Data listing.
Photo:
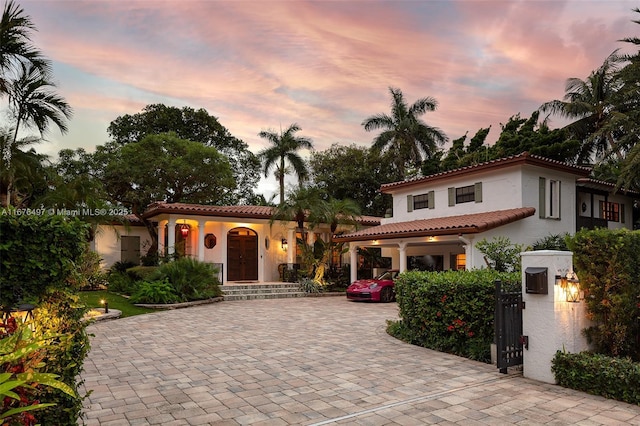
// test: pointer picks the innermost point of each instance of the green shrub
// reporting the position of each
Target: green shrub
(155, 292)
(141, 273)
(450, 311)
(61, 313)
(616, 378)
(552, 242)
(608, 266)
(310, 286)
(36, 253)
(190, 278)
(121, 282)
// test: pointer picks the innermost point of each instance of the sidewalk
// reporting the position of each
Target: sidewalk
(306, 361)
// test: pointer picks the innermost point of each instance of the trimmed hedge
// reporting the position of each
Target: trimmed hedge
(616, 378)
(450, 311)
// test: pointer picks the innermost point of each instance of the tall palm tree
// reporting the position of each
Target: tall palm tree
(15, 44)
(411, 139)
(283, 149)
(591, 103)
(33, 102)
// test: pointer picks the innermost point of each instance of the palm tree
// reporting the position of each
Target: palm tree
(284, 149)
(33, 102)
(26, 173)
(411, 139)
(15, 44)
(591, 103)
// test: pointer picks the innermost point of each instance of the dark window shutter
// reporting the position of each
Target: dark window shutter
(478, 192)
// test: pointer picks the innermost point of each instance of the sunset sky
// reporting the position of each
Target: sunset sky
(325, 65)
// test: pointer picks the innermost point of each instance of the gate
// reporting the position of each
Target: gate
(508, 328)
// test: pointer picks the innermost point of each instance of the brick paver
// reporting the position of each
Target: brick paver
(309, 361)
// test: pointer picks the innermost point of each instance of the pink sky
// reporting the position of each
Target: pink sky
(325, 65)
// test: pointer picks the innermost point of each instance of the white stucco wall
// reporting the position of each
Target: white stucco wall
(550, 322)
(107, 241)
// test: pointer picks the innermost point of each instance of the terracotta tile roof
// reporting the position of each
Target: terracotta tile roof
(253, 212)
(452, 225)
(520, 159)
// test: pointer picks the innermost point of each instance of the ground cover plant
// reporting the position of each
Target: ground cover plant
(450, 311)
(93, 299)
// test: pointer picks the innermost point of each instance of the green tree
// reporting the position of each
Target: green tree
(16, 48)
(353, 172)
(628, 97)
(198, 126)
(591, 103)
(410, 139)
(284, 149)
(162, 168)
(520, 134)
(27, 173)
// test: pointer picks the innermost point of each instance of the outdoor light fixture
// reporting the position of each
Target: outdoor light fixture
(572, 290)
(184, 230)
(570, 285)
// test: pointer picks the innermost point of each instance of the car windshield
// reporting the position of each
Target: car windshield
(386, 275)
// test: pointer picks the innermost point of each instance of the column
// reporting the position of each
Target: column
(171, 243)
(201, 233)
(353, 255)
(402, 247)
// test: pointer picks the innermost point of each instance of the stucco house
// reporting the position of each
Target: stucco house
(437, 220)
(240, 240)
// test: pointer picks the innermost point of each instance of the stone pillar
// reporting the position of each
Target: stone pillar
(402, 247)
(171, 230)
(550, 322)
(201, 223)
(353, 254)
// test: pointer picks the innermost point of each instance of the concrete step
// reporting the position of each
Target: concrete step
(261, 291)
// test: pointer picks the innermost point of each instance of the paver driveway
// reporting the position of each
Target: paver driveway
(306, 361)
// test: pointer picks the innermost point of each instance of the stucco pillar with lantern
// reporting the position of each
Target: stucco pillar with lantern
(552, 320)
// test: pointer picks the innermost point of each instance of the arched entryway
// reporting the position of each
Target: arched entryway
(242, 255)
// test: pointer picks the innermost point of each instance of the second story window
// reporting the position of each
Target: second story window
(549, 207)
(422, 201)
(465, 194)
(610, 211)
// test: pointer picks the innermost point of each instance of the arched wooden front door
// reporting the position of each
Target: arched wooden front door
(242, 255)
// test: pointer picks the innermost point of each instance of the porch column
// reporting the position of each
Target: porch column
(402, 247)
(353, 258)
(171, 229)
(201, 223)
(161, 234)
(291, 243)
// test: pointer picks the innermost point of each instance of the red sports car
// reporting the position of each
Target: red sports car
(378, 289)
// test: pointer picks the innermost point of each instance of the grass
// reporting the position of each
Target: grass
(93, 300)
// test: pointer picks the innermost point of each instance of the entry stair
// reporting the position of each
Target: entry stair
(279, 290)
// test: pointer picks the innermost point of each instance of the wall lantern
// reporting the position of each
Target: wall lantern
(23, 313)
(570, 285)
(184, 230)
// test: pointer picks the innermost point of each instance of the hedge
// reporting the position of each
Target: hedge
(616, 378)
(450, 311)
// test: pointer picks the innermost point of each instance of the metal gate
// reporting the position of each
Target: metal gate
(508, 328)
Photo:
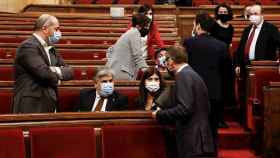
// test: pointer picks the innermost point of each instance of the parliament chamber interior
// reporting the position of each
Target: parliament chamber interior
(88, 30)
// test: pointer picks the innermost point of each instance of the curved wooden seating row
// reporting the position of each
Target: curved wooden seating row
(88, 16)
(82, 29)
(78, 39)
(259, 75)
(96, 24)
(83, 34)
(158, 9)
(69, 93)
(83, 69)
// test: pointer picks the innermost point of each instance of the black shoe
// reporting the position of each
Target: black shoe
(222, 124)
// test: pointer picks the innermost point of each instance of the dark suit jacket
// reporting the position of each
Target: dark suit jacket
(207, 56)
(116, 101)
(36, 85)
(267, 43)
(191, 115)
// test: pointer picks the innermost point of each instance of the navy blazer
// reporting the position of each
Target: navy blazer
(115, 101)
(207, 56)
(267, 43)
(191, 115)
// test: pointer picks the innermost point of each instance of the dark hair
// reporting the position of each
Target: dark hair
(141, 20)
(143, 9)
(205, 20)
(178, 54)
(142, 89)
(223, 5)
(158, 51)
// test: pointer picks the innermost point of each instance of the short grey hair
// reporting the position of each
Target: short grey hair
(44, 20)
(104, 72)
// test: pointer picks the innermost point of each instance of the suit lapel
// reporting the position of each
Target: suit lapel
(91, 100)
(43, 52)
(260, 40)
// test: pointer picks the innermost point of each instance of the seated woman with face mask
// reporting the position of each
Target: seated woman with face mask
(102, 97)
(150, 88)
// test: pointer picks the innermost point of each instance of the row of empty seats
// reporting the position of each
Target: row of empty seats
(235, 2)
(118, 141)
(115, 2)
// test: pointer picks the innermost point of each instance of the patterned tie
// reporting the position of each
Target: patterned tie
(248, 44)
(99, 105)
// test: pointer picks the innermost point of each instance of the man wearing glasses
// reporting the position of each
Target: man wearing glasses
(39, 70)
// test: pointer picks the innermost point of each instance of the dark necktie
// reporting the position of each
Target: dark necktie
(248, 44)
(99, 104)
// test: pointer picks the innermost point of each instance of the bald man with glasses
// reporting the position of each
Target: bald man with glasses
(39, 69)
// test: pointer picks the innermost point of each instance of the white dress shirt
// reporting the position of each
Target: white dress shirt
(47, 51)
(181, 68)
(144, 46)
(97, 98)
(254, 41)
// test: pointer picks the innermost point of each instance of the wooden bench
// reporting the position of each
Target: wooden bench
(259, 74)
(271, 137)
(69, 92)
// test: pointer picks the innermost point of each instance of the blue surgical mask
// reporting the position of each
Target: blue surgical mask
(162, 61)
(55, 37)
(106, 89)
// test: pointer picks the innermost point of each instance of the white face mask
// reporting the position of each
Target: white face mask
(150, 17)
(106, 89)
(152, 86)
(255, 19)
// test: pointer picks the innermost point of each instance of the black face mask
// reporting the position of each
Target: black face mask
(171, 73)
(224, 17)
(144, 32)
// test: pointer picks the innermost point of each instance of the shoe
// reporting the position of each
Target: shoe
(222, 124)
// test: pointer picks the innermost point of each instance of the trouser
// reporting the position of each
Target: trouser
(215, 116)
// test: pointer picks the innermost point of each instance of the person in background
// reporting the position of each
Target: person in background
(150, 88)
(207, 56)
(153, 36)
(125, 57)
(160, 59)
(190, 109)
(39, 69)
(223, 31)
(103, 96)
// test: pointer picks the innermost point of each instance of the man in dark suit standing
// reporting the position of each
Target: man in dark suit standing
(207, 57)
(259, 41)
(190, 110)
(39, 70)
(102, 97)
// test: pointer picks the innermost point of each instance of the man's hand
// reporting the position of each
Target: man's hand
(154, 113)
(237, 71)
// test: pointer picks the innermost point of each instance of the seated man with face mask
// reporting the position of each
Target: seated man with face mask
(102, 98)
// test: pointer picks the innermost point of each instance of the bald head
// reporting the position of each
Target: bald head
(255, 9)
(45, 20)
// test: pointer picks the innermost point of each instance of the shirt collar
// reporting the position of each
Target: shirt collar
(97, 96)
(259, 25)
(41, 40)
(181, 68)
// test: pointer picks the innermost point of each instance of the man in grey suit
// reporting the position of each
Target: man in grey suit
(125, 57)
(39, 69)
(190, 110)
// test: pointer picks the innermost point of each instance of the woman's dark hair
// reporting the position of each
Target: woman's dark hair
(142, 89)
(223, 5)
(143, 9)
(141, 20)
(158, 51)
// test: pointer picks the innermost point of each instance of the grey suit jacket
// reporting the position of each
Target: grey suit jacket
(125, 57)
(191, 115)
(35, 89)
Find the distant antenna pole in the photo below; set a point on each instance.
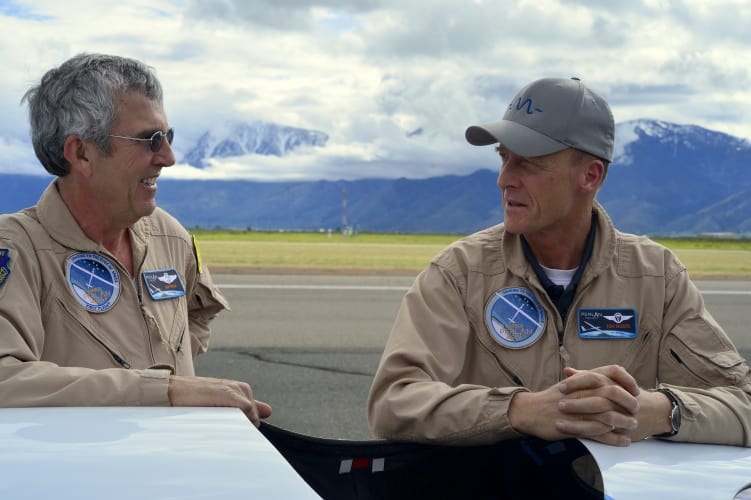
(344, 211)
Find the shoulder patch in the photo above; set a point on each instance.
(197, 252)
(4, 266)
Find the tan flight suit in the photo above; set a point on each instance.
(446, 375)
(76, 329)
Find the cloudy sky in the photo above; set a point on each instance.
(394, 83)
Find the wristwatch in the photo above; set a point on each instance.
(675, 415)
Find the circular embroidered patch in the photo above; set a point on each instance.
(515, 318)
(94, 281)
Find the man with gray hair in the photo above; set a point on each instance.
(103, 297)
(554, 324)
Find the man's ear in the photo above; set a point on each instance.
(594, 174)
(76, 152)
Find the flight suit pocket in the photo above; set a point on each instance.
(90, 350)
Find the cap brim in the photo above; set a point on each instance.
(518, 138)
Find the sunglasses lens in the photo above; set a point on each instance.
(158, 137)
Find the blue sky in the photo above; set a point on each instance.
(393, 83)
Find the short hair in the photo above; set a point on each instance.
(80, 98)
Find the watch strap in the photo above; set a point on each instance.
(674, 416)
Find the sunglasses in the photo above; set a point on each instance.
(155, 141)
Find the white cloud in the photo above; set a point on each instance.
(393, 83)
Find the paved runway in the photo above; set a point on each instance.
(309, 345)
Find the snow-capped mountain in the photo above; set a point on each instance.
(666, 179)
(251, 138)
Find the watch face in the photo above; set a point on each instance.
(675, 417)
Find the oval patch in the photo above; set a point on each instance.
(515, 318)
(94, 281)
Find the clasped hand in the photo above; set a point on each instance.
(602, 404)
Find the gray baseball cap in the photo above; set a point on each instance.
(550, 115)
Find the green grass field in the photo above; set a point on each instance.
(253, 251)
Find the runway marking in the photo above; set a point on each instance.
(319, 287)
(395, 288)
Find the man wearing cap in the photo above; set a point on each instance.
(554, 324)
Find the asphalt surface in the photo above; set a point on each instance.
(310, 344)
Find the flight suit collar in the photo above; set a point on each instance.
(602, 254)
(60, 224)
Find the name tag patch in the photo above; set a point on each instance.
(604, 324)
(94, 281)
(163, 284)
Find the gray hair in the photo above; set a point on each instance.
(80, 98)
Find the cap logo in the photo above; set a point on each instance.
(525, 103)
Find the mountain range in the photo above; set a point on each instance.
(666, 179)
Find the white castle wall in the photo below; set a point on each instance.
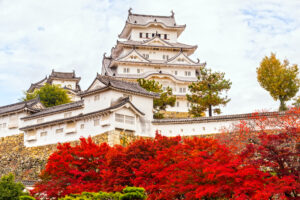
(10, 124)
(135, 33)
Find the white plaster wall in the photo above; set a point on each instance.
(52, 137)
(7, 131)
(53, 116)
(189, 129)
(65, 83)
(164, 69)
(135, 33)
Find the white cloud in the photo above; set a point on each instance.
(36, 36)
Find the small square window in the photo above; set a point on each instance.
(60, 130)
(96, 97)
(43, 134)
(96, 122)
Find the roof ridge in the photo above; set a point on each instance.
(18, 103)
(145, 15)
(61, 105)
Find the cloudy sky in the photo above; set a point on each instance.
(38, 36)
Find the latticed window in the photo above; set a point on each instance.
(119, 118)
(129, 119)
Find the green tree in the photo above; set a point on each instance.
(207, 92)
(50, 95)
(166, 97)
(279, 79)
(296, 102)
(9, 189)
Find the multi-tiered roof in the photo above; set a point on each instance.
(127, 52)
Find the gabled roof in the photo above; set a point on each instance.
(56, 109)
(134, 53)
(37, 85)
(183, 55)
(20, 106)
(156, 38)
(56, 75)
(138, 20)
(170, 44)
(120, 104)
(113, 83)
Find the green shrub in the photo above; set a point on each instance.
(133, 193)
(26, 197)
(9, 189)
(128, 193)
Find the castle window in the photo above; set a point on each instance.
(187, 73)
(129, 119)
(119, 118)
(126, 70)
(146, 55)
(68, 114)
(96, 97)
(40, 120)
(60, 130)
(182, 90)
(96, 122)
(43, 134)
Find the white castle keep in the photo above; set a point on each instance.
(114, 102)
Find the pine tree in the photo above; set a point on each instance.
(50, 95)
(207, 92)
(166, 97)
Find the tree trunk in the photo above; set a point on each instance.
(282, 104)
(210, 110)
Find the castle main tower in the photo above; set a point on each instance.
(148, 48)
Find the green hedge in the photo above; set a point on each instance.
(128, 193)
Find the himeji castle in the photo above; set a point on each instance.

Your instructions.
Find the line with "the tall palm tree" in the material above. Reproduce it and each line after it up to and including the line with "the brick paver".

Problem solution.
// test: pointer picks the innermost point of each instance of the tall palm tree
// reporting the position of each
Target: tall palm tree
(15, 44)
(411, 139)
(283, 149)
(591, 103)
(33, 102)
// test: pointer picks the innermost point of each instance of the palm tree
// reporting the position of each
Target: palm tree
(284, 149)
(33, 102)
(26, 173)
(411, 139)
(15, 44)
(591, 103)
// test: pointer picks the innermost point of each instance of the dark window shutter
// reporting the position of each
Target: dark window shutter
(478, 192)
// test: pointer picks the innermost point of each instance of the sunset sky
// reporting the position of each
Target: sunset sky
(325, 65)
// test: pointer picks the innermost point of each instance of the gate
// reporting the position of each
Target: gate
(508, 328)
// test: pointer picks the innermost point of each instance of the brick paver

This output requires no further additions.